__Directions for this task__: Looking at the records below, state how many lines include the string "blue" and add nothing further.

__Information shown__:

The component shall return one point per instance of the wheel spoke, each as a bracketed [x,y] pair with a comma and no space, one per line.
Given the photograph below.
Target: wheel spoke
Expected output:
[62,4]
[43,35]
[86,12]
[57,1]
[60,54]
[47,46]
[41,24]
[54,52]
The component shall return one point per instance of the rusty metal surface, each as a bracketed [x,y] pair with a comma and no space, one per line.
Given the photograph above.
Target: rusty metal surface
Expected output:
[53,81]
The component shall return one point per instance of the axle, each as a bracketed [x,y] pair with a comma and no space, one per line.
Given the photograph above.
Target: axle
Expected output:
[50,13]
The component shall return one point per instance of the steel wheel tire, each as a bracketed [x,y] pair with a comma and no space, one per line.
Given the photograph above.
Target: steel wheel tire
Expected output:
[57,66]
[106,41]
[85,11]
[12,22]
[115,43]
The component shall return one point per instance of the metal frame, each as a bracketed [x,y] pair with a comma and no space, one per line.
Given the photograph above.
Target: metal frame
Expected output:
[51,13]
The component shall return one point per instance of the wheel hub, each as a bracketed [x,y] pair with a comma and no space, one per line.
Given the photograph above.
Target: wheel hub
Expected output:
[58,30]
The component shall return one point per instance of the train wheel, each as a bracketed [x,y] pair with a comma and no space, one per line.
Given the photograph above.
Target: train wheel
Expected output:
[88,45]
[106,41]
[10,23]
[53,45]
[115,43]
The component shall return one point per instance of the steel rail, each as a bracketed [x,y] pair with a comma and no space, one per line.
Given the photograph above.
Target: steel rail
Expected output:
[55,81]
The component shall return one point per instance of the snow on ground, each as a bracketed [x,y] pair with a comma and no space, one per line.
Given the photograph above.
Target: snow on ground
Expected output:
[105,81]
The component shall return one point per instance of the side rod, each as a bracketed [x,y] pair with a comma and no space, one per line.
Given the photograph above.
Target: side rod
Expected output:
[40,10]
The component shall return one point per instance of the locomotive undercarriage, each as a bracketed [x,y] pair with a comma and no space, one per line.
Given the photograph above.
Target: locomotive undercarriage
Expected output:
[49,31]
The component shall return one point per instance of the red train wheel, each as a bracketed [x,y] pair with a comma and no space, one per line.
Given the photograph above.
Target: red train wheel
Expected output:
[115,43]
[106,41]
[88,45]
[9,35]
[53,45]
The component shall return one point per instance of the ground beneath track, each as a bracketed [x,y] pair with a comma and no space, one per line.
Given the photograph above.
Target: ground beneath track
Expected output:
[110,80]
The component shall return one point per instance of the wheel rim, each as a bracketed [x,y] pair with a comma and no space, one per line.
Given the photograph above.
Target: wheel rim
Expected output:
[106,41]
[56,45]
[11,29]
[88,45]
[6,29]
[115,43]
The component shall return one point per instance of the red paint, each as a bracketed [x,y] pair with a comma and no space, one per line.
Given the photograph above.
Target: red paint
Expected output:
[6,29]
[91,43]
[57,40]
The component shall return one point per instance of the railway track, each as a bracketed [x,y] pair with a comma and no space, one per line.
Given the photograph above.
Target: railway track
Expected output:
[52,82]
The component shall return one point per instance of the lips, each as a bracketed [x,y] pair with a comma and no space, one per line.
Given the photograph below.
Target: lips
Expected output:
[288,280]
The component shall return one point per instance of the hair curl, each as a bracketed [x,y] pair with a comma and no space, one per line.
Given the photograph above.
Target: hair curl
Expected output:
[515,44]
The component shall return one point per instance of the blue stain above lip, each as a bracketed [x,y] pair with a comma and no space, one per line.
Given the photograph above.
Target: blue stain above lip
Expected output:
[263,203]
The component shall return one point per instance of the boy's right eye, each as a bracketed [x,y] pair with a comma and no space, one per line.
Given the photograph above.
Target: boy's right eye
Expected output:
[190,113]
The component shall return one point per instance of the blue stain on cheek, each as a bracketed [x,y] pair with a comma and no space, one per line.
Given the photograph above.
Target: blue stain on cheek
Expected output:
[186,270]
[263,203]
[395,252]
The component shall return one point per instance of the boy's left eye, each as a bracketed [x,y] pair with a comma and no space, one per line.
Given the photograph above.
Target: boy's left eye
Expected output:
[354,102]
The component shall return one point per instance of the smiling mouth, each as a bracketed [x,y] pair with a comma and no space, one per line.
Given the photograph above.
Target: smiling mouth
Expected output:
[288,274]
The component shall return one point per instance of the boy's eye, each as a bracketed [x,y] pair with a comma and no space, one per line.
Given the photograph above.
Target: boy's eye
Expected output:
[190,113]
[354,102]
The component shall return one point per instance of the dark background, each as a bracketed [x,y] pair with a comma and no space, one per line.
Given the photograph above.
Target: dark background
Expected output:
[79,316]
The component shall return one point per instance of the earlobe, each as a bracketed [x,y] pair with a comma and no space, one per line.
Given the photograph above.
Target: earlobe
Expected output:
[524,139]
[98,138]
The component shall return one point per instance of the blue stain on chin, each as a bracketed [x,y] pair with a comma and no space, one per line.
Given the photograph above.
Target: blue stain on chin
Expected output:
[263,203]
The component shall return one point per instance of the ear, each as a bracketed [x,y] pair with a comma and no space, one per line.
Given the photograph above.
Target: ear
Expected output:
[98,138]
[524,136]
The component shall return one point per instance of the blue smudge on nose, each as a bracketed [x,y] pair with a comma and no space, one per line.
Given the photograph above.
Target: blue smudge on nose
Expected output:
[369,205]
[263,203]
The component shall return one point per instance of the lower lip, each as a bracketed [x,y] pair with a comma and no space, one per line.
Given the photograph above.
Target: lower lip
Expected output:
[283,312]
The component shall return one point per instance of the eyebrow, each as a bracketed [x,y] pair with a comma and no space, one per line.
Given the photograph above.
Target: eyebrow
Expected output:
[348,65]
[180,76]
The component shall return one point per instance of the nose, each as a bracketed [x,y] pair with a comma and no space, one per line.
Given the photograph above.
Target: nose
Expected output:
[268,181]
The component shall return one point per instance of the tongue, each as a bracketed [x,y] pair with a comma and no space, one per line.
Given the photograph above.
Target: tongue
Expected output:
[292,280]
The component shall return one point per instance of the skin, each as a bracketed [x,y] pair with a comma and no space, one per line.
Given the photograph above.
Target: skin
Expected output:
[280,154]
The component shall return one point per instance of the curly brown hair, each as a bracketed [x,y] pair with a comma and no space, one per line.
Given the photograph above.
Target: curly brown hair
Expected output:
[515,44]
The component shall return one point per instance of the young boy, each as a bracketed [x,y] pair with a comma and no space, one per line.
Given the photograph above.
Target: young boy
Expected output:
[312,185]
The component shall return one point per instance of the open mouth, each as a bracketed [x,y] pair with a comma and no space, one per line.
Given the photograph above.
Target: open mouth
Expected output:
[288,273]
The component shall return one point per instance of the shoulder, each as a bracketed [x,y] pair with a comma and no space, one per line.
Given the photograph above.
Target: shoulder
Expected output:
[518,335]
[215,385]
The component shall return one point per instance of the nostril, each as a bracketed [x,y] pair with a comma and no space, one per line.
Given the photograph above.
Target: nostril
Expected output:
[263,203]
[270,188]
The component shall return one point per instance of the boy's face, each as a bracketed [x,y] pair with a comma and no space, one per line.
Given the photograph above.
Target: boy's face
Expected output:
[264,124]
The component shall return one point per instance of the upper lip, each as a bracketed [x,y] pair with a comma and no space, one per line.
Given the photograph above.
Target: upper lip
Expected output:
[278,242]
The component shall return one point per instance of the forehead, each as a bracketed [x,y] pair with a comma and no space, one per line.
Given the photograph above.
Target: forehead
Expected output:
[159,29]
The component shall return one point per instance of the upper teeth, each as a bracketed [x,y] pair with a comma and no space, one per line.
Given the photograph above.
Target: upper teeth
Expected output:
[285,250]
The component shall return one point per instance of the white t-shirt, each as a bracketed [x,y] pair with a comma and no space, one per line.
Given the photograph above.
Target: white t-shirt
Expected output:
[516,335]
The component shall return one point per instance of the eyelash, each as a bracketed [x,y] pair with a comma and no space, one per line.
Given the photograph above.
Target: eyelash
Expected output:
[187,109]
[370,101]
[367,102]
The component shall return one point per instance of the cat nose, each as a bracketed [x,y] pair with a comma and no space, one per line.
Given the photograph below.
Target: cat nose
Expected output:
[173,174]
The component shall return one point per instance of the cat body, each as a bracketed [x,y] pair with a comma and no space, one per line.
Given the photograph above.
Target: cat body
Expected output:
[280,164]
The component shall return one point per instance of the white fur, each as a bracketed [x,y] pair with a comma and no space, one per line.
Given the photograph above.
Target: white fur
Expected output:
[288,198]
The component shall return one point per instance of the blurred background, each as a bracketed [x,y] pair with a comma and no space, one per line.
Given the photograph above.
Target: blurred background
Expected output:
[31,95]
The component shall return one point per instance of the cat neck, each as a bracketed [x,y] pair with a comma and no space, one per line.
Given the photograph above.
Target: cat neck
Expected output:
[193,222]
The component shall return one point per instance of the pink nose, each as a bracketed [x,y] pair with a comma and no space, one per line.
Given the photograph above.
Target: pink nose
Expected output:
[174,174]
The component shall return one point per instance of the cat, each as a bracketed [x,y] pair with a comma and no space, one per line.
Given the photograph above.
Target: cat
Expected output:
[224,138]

__Solution to this exercise__: 8